━━━━━ Document
The latest New England Common Assessment Program scores indicate that Barrington students seem to have dipped a bit but still at a higher level of achievement.

 

Barrington students seem to have hit a plateau at a much higher level of achievement than most students in Rhode Island.

At least the fall 2012 (New England Common Assessment Program ) NECAP scores that were released on Feb. 8 indicates that level of achievement is the case. 

The scores again put Barrington at the top of the list for schools in the state. At the same time, the scores showed almost the exact same level of achievement as five years ago. 

“We’re satisified with the high level of achievement,” said Superintendent Michael Messore. “But we have identified areas that need attention and review. So we’re not entirely satisfied.”

Messore said he and his staff plan to provide a full assessment of the latest NECAP scores to the School Committee at the Thursday, Feb. 21, meeting. He preferred to hold off on assessing the scores until Thursday.

Among the areas that seem to indicate a bit of concern are the drop in reading and math scores at three of the elementary schools: Nayatt, Primrose Hill and Sowams. The scores were still among the best in the state. But they are lower than a year ago and quite a bit lower than five years ago.
━━━━━━━━━━
━━━━━ Extracted entries
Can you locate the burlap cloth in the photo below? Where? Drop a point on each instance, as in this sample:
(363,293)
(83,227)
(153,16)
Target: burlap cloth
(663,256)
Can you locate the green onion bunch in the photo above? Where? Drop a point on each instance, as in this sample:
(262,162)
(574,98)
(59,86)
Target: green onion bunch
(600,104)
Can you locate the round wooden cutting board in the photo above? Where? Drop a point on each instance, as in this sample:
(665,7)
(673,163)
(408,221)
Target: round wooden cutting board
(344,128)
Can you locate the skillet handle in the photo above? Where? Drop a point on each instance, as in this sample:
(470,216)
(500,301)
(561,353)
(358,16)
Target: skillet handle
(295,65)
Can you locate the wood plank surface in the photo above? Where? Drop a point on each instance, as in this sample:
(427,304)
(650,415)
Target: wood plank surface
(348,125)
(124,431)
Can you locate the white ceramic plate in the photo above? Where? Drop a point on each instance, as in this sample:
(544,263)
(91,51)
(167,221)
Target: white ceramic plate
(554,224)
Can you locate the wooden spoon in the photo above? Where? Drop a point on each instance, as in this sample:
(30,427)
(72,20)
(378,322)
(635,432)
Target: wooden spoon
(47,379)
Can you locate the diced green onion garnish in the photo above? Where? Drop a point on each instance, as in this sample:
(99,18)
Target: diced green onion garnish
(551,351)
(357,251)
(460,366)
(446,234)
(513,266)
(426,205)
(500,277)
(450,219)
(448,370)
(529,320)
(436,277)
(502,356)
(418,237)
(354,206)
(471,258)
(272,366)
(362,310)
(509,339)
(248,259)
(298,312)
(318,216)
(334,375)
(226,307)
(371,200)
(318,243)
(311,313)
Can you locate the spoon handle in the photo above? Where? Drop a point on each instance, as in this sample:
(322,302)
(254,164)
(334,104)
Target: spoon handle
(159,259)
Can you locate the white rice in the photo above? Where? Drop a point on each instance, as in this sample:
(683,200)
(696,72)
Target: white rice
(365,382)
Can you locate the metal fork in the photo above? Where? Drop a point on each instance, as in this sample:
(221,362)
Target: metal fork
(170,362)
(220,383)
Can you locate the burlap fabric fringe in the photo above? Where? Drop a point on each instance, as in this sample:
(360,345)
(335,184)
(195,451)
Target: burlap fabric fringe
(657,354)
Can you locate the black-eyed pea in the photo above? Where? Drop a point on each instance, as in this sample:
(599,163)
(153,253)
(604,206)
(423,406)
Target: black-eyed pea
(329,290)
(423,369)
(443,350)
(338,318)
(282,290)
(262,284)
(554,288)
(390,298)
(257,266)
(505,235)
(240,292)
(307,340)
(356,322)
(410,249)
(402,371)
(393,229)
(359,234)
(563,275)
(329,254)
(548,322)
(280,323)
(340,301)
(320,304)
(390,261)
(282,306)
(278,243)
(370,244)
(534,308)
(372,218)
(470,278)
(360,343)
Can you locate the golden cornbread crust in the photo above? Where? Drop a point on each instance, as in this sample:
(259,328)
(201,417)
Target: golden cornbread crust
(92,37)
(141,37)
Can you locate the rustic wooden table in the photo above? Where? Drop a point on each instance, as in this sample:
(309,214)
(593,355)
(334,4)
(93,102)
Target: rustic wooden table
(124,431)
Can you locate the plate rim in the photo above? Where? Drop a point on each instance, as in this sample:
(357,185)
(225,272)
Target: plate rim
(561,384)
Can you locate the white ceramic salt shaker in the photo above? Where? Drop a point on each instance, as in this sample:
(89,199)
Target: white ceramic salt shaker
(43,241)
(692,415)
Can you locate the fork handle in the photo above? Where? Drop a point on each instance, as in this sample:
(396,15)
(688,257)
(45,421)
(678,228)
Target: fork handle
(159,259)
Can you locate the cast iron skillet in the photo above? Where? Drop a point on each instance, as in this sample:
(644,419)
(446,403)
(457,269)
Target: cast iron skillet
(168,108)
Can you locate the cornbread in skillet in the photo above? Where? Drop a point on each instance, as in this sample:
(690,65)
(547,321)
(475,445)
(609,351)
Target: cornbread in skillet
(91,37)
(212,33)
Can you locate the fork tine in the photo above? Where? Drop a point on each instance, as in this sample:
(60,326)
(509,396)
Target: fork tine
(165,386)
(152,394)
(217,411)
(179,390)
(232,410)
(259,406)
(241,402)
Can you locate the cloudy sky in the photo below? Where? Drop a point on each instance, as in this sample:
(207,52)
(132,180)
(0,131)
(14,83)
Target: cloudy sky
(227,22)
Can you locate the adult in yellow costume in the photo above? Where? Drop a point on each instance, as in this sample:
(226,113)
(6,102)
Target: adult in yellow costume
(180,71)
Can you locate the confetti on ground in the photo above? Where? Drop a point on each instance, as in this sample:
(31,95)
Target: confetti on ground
━━━━━━━━━━
Jobs ▸
1) In the article on Barrington's NECAP scores, make the paragraph beginning "Among the areas that seem to indicate" shorter, presented as a bulleted list that keeps its main facts.
2) Retype the part of the article on Barrington's NECAP scores starting at "Messore said he" and ending at "than five years ago.".

The solutions ▸
1)
- Area of concern: reading and math scores dropped at three elementary schools (Nayatt, Primrose Hill and Sowams).
- Their scores remain among the best in the state.
- They are lower than a year ago and quite a bit lower than five years ago.

2)
Messore said he and his staff plan to provide a full assessment of the latest NECAP scores to the School Committee at the Thursday, Feb. 21, meeting. He preferred to hold off on assessing the scores until Thursday.

Among the areas that seem to indicate a bit of concern are the drop in reading and math scores at three of the elementary schools: Nayatt, Primrose Hill and Sowams. The scores were still among the best in the state. But they are lower than a year ago and quite a bit lower than five years ago.